---- READING TEXT

In the RECORD method (shown in Fig. 2c) described in this paper, we were inspired by the fact that registers that are read from the RF, have to be often checkpointed later. For example, in Fig. 3, when the checkpointing interval is 1000, for all the applications examined, between 60 and 90 percent of registers read had to be checkpointed. In the example code given in Fig. 2a, in the first instruction, r2 is read from the register file and then written to CS just as in previous methods. However, r3 having been read from the RF to be used by the execution unit (e.g., ALU), is also stored in CS. Then, when the second instruction is executed, r3 is not stored again. This method at times might unnecessarily do checkpointing, however, as shown in Fig. 3, these are a small number, and that the additional reads from the RF are reduced significantly. By the use of the enhanced history table, for the RECORD method, we show that we need only one additional read from the RF with three additional writes for this example code segment.

## IV. REDUCING REGISTER CHECKPOINTING

**System Model:** Let  $RF = \{r_0, r_1, r_2, \ldots, r_N\}$  be the set of registers in register-file. Let  $E = \{e_0, e_1, \ldots, e_M\}$  be the executed instruction sequence at runtime. Consider the processor has a built-in checkpointing mechanism. Depending on the checkpoint period length, in terms of instructions,  $E_0, E_1, \ldots, E_K\}$  at runtime. Let  $IN(e_i)$  and  $OUT(e_i)$  be the source (input) registers and destination (output) register for the instruction  $e_i$  in the executed instruction sequence. At  $e_i$ , conventional checkpointing consists of two operations: (1) do additional read to RF to get the old value of  $OUT(e_i)$ , and, (2) write the old value of  $OUT(e_i)$  to checkpoint storage.

**Method 1:** If  $e_j \triangleleft e_i^3$  and  $OUT(e_j) = OUT(e_i)$ , there is a write-after-write (WAW) dependency (also known as output dependency) between  $e_j$  and  $e_i$ , noted as  $e_j \delta^o e_i$ . If  $e_j \delta^o e_i$ 



Fig. 4. Pipeline organization of the proposed architecture

exists and  $e_i, e_j \in E_l$ , the checkpointing execution at  $e_i$  is redundant and can be reduced. Method 1 removes one additional RF read and CS write. RELI functions similarly to this method.

--------

▶ EXERCISE TASK: According to the register checkpointing text, what share of registers read had to be checkpointed when the checkpointing interval was 1000? The records have no connection to the register checkpointing text.

---- RECORDS SUPPLIED

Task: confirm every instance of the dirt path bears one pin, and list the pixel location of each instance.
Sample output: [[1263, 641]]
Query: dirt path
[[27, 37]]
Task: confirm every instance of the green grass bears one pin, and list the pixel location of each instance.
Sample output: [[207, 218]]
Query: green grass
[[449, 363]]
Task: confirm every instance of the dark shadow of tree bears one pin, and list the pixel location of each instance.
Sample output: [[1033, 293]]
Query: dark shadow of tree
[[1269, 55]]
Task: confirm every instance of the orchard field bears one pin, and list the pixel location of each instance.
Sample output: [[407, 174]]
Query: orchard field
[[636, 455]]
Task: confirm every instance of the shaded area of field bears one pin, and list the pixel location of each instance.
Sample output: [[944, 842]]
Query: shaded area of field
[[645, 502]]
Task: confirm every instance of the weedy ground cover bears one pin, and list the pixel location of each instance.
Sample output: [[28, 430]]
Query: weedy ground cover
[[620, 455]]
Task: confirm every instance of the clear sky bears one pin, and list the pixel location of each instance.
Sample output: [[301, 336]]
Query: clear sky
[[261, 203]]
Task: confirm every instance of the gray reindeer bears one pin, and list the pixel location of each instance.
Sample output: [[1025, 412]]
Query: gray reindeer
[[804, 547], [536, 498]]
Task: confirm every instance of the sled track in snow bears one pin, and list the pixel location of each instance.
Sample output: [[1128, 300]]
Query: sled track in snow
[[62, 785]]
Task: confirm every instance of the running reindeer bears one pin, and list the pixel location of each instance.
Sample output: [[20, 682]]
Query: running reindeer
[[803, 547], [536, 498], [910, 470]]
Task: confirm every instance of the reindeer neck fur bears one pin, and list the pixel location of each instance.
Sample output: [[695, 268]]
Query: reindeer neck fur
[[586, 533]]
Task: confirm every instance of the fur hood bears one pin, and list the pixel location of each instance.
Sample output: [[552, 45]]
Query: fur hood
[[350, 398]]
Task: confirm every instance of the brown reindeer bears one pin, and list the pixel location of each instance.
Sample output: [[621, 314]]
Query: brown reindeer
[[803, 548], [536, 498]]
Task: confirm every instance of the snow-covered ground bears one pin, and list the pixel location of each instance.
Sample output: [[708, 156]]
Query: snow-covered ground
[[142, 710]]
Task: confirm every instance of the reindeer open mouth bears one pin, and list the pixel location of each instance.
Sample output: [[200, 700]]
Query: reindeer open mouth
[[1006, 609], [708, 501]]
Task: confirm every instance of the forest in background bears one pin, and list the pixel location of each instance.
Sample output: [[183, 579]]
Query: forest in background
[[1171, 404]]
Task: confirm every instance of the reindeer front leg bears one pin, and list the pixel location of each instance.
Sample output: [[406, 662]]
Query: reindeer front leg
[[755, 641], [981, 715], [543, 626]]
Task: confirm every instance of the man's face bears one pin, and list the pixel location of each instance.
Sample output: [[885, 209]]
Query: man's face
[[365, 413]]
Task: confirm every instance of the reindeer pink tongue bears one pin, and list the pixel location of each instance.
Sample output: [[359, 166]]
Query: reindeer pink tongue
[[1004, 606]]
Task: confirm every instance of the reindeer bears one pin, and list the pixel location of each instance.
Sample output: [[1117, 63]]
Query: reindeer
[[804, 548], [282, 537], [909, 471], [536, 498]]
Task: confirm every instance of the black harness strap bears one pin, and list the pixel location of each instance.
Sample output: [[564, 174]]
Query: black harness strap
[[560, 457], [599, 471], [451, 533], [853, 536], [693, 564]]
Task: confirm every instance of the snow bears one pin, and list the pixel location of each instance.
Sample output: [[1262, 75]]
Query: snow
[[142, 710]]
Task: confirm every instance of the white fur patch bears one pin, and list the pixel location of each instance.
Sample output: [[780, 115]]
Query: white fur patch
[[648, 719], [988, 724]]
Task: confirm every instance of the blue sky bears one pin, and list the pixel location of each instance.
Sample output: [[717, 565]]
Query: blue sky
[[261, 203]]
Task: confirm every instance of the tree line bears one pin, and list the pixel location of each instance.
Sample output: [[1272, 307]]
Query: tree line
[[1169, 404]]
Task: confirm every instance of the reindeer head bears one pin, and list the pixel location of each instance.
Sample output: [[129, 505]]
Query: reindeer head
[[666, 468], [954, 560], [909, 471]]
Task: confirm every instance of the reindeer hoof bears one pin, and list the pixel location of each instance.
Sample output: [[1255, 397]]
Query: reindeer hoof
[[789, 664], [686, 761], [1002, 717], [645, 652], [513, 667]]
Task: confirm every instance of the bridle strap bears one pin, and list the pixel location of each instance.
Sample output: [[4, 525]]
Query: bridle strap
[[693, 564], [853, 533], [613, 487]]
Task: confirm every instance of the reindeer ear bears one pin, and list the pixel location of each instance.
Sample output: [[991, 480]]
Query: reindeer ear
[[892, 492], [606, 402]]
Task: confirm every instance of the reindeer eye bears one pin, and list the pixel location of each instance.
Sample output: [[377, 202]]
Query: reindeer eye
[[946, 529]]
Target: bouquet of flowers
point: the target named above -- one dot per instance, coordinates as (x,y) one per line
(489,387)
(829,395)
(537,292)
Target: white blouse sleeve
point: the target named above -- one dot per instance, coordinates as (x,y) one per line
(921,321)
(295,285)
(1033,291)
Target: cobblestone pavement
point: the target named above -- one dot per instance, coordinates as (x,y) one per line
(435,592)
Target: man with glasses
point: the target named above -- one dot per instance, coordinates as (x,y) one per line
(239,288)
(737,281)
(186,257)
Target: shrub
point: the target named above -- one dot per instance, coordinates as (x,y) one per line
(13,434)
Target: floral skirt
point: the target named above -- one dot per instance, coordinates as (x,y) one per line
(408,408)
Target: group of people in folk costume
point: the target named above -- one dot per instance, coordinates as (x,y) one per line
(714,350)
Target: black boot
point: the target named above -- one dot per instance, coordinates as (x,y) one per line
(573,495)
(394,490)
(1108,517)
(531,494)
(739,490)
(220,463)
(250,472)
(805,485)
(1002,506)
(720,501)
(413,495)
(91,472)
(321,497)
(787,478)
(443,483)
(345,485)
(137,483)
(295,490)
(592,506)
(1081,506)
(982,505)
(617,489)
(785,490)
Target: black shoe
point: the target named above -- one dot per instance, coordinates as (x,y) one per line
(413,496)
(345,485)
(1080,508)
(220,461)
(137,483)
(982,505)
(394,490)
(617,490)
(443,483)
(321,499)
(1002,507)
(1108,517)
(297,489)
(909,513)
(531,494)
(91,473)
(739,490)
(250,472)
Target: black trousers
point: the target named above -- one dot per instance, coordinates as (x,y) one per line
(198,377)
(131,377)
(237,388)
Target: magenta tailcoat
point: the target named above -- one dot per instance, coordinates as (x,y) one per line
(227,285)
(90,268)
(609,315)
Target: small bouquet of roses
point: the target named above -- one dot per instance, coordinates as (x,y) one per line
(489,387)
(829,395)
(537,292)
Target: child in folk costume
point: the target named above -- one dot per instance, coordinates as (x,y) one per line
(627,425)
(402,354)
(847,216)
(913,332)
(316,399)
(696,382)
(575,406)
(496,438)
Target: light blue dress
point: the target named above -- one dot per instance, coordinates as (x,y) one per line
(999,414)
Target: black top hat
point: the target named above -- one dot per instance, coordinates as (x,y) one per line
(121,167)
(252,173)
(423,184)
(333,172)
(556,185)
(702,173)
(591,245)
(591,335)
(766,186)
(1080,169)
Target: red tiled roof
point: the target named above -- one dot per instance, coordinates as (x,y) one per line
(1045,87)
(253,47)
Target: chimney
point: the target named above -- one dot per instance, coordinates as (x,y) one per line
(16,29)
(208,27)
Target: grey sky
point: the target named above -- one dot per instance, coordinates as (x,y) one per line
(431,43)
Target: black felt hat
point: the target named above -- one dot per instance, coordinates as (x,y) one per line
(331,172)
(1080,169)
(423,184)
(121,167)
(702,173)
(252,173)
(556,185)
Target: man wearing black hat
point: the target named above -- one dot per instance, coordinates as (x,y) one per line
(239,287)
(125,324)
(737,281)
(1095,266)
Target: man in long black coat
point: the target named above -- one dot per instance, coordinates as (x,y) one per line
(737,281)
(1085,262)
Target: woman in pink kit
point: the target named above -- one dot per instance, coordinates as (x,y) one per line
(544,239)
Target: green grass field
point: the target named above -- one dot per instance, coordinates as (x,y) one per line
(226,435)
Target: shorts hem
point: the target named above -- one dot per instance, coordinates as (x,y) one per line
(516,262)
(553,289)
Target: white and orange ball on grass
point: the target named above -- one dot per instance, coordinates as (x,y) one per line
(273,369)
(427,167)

--------

▶ OUTPUT FOR THIS EXERCISE: Between 60 and 90 percent.